§ **What you should do**: Update the lines from the line with "Pick out the pile" to the line with "pixel 22 325", replacing "stone ring" with "stone disc" and leaving everything else unchanged. Give only those lines.
— Start —
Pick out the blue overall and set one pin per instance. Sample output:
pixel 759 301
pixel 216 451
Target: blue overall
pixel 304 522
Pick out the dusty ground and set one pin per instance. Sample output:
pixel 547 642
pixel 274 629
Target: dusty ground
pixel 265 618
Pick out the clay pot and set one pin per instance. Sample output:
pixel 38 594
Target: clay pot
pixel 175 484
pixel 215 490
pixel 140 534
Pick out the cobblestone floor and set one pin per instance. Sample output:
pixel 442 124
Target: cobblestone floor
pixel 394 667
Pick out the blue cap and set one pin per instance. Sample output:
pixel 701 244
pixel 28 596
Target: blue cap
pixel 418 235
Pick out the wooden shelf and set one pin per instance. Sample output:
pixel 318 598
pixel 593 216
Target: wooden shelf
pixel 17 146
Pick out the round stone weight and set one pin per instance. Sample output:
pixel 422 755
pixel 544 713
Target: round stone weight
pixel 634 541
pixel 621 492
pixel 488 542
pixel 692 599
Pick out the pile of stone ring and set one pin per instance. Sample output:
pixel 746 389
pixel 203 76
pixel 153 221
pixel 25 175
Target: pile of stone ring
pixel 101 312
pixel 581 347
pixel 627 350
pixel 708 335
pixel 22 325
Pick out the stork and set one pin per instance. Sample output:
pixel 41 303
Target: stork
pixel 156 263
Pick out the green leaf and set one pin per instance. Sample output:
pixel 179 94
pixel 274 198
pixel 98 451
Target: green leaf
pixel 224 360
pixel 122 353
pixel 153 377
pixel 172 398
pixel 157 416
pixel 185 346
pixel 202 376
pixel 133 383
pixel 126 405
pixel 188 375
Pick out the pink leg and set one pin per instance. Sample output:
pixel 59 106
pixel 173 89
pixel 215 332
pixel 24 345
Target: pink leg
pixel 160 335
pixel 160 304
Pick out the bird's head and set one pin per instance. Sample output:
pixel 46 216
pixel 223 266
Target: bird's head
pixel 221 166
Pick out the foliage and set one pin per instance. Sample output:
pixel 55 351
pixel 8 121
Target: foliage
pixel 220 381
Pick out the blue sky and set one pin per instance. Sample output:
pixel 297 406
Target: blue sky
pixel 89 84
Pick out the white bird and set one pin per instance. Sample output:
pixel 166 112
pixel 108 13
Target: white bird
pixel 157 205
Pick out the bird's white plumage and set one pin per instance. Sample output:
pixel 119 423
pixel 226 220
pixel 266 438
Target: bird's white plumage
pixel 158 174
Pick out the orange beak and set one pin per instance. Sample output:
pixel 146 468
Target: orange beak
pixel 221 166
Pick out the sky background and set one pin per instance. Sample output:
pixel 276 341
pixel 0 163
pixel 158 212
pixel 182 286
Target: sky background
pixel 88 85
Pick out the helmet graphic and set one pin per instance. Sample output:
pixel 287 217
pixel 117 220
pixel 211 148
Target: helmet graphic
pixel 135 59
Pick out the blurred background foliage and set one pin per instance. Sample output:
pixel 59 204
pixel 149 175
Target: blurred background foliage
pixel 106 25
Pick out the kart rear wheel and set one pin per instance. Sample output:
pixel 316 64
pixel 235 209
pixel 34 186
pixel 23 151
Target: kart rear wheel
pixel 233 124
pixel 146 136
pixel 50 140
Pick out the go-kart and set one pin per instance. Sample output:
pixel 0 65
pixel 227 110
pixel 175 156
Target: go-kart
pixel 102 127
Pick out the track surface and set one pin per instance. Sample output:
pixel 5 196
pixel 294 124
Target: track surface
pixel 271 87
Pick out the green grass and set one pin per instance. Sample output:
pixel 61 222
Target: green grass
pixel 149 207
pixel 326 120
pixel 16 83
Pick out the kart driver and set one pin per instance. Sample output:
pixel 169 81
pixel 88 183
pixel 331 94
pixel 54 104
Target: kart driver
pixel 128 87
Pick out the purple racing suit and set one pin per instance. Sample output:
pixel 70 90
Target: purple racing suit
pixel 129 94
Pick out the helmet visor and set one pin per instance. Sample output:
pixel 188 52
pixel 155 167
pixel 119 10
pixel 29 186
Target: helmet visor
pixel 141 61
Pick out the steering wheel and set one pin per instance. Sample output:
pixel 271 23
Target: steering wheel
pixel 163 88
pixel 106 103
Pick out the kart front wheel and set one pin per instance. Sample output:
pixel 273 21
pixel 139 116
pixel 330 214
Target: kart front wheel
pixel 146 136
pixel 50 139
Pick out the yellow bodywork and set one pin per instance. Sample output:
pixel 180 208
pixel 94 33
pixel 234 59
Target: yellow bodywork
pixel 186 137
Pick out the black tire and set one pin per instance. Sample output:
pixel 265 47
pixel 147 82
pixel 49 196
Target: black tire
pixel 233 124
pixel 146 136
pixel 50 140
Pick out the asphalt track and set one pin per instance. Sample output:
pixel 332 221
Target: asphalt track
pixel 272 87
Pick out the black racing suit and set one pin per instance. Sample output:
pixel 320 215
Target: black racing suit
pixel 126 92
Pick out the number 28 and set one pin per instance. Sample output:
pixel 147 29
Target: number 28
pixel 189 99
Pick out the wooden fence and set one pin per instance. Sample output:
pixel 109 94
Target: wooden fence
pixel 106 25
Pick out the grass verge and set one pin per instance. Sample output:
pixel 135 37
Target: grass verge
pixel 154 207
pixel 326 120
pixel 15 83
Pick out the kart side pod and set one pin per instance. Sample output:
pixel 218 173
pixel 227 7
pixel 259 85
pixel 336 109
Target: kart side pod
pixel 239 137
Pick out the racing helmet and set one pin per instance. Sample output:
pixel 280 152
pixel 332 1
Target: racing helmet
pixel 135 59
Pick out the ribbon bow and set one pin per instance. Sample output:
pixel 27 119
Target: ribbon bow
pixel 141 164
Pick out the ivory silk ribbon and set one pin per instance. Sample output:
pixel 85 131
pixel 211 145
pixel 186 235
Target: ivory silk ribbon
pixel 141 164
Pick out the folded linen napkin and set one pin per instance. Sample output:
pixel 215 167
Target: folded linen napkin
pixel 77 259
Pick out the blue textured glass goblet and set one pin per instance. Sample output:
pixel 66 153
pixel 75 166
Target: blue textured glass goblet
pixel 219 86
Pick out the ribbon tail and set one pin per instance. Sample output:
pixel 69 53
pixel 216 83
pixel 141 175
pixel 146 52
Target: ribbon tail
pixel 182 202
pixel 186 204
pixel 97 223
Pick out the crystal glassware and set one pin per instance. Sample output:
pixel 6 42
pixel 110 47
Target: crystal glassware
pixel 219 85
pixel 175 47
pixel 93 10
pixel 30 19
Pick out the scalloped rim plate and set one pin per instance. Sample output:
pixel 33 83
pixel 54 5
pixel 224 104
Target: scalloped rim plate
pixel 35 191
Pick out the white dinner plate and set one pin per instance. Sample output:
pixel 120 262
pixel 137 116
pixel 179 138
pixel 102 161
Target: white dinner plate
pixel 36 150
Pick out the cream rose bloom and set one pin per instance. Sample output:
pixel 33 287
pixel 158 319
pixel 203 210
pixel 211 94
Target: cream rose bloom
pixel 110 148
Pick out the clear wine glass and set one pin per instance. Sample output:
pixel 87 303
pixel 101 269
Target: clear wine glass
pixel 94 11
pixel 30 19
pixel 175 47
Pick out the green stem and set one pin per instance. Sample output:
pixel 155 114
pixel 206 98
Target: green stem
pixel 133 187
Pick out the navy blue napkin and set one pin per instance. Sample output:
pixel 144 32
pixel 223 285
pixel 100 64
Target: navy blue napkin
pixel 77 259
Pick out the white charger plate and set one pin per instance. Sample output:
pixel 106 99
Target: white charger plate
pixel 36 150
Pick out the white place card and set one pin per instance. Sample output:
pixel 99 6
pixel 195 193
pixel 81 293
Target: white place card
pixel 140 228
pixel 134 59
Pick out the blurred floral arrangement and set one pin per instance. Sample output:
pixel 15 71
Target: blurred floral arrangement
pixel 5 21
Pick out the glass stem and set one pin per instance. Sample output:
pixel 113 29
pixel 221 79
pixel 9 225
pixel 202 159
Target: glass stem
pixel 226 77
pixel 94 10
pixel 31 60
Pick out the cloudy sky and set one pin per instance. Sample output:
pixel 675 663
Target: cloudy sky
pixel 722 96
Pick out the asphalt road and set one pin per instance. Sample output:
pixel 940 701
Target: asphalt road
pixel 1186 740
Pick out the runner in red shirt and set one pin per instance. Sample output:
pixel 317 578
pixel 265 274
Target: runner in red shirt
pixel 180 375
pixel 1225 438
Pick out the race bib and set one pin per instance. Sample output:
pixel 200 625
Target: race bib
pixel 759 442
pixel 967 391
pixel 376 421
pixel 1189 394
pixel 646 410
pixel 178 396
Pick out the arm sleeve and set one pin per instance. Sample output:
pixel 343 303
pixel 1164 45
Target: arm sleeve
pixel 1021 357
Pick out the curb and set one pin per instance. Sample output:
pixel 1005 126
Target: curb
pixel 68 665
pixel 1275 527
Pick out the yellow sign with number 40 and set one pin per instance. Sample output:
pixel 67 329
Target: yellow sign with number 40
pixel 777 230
— End —
§ **Result**:
Pick out the pile of stone disc and set one pin per instance. Sample output:
pixel 746 389
pixel 203 76
pixel 153 221
pixel 25 175
Target: pile of stone disc
pixel 101 312
pixel 581 347
pixel 627 350
pixel 708 335
pixel 22 325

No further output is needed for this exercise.